_What the task requires_.
Check the listing that follows and work out how many lines include "outline". The reply is that number alone.

......

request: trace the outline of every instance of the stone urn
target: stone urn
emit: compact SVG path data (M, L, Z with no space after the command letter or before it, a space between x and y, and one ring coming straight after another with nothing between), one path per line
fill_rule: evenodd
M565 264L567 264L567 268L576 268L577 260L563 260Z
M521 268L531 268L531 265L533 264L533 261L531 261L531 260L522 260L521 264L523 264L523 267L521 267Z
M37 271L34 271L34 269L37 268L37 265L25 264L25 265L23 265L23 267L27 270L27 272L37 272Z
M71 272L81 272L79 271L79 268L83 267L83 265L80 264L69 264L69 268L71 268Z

......

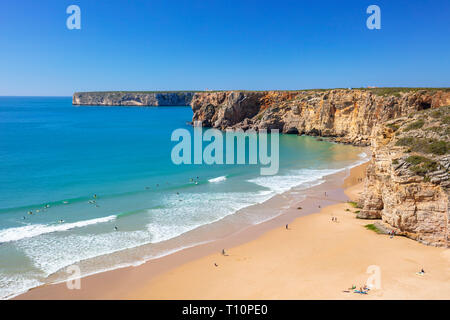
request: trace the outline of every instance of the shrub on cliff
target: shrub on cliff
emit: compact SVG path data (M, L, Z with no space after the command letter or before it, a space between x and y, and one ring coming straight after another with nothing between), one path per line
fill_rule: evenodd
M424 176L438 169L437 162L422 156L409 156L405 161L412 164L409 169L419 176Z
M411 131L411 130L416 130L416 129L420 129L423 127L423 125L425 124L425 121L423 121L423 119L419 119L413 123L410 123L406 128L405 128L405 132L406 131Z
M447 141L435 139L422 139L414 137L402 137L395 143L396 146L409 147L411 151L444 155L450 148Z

......

_Output for this exercise_.
2